Last year’s remake of Wes Craven’s seminal classic The Hills Have Eyes was, as modern remakes go, a total surprise.  It was shocking, it was visceral, it maintained the tone of the original yet still broke new ground.  It was actually good.  To top it off, it was actually a hit, so there was little doubt that there was going to be a sequel.  Riding on the coattails of the Saw franchise, The Hills Have Eyes II was put out just shy of a year on the heels of its predecessor.  The end results are pretty good, but not without its fair share of flaws in the wake of being such a rushed job.

The story is about as simple as it comes.  In the wake of the Carter Family Massacre, the U.S. Government has cordoned off the 1600 square miles of New Mexico desert and systematically ordered search and destroy missions to eradicate the mutant cannibal problem once and for all.  For reasons unknown (that’s what they state, and we never really do get an explanation other than the fact that it runs with the premise) the government has set up an electronic monitoring system.  A group of National Guard trainees are sent to re-supply one of the teams setting up the monitoring system, and find that the scientists have disappeared.  After catching a garbled radio message and seeing a signal mirror in the distance, they go off on a search and rescue mission.  And of course they’re besieged by everyone’s favorite mutant cannibals that don’t live in Texas.  And, really, that’s about it.

But that’s not really a bad thing.

Scripted by Wes Craven and his son Jonathan, The Hills Have Eyes II has a tone that is definitive Craven.  It’s tense, it’s claustrophobic, and it is fucking brutal.  The hill people are portrayed as frighteningly intelligent, unlike other films of a similar ilk, setting up traps and stalking their prey more like pack hunting animals than the psychotic rednecks we’ve become used to.  The soldiers take a drastically different approach than people from similar films; when they’re hit, they go on the offensive, actively looking to take out their enemies and doing so with ruthless efficiency.

And once again, KNB proved itself a company that could do no wrong as it’s occasionally over the top gore and mutant makeup take center stage.  Limbs are hacked off, people are forced through rocky holes a foot in diameter, breaking every bone along the way, they’re shot, stabbed, crushed and beaten in amazingly grisly and often original manners.  If there’s any gripes about this, it’s the occasional over-usage of CGI (particularly in the scenes involving people falling off cliffs), and the fact that unlike the first movie, the mutant design of this movie clearly has little relation to real mutation and more with what looks cool.

Information provided
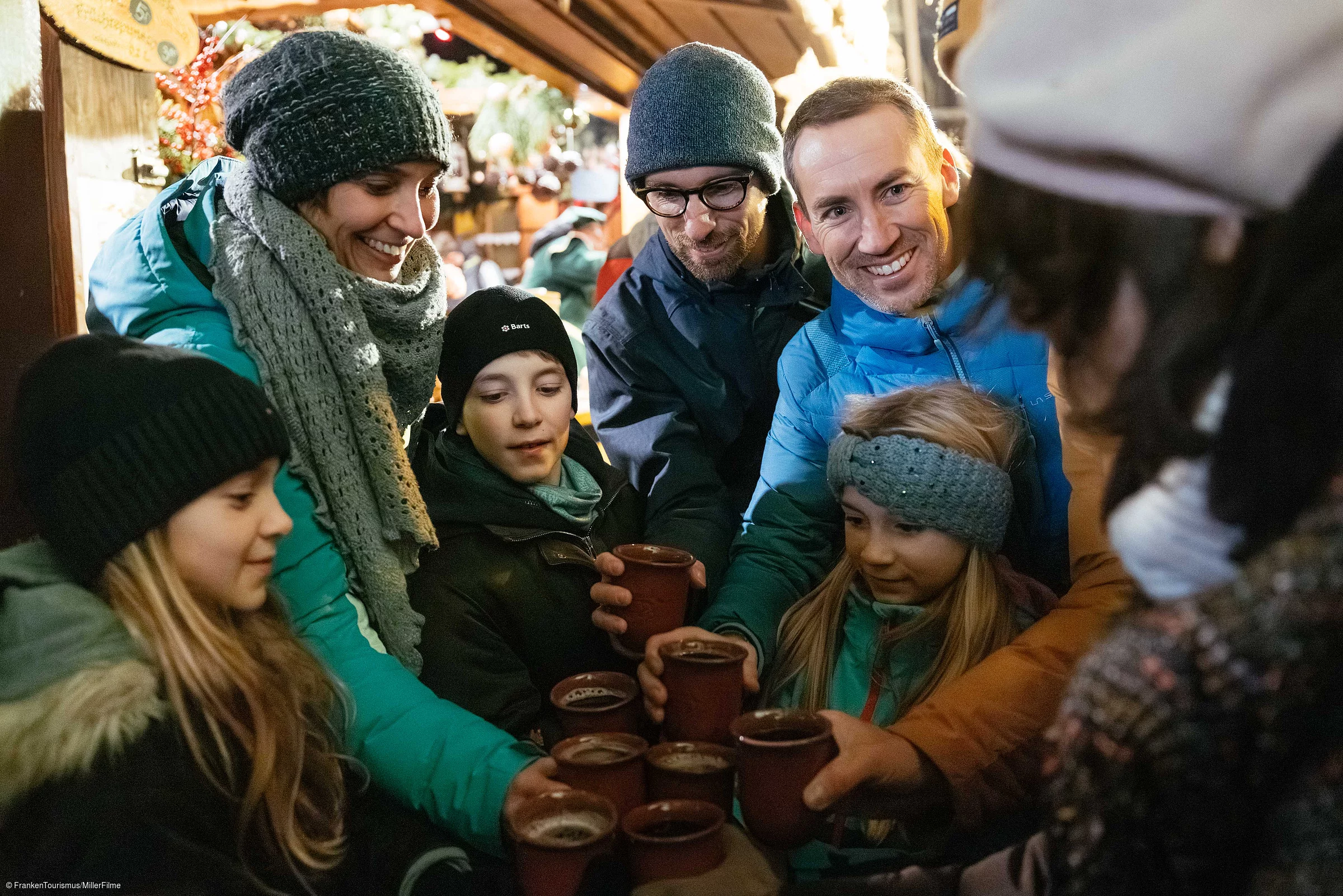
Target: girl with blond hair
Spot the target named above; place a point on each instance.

Objectives
1. Reproduce the part of the review between "Scripted by Wes" and "with ruthless efficiency.", inclusive.
2. Answer these questions using the review.
(a) Who wrote the script for The Hills Have Eyes II?
(b) How many square miles of New Mexico desert does the government cordon off?
(c) Which company does the review credit for the gore and mutant makeup?
You won't need the listing.

Final results
1.
Scripted by Wes Craven and his son Jonathan, The Hills Have Eyes II has a tone that is definitive Craven.  It’s tense, it’s claustrophobic, and it is fucking brutal.  The hill people are portrayed as frighteningly intelligent, unlike other films of a similar ilk, setting up traps and stalking their prey more like pack hunting animals than the psychotic rednecks we’ve become used to.  The soldiers take a drastically different approach than people from similar films; when they’re hit, they go on the offensive, actively looking to take out their enemies and doing so with ruthless efficiency.

2.
(a) Wes Craven and his son Jonathan
(b) 1600 square miles
(c) KNB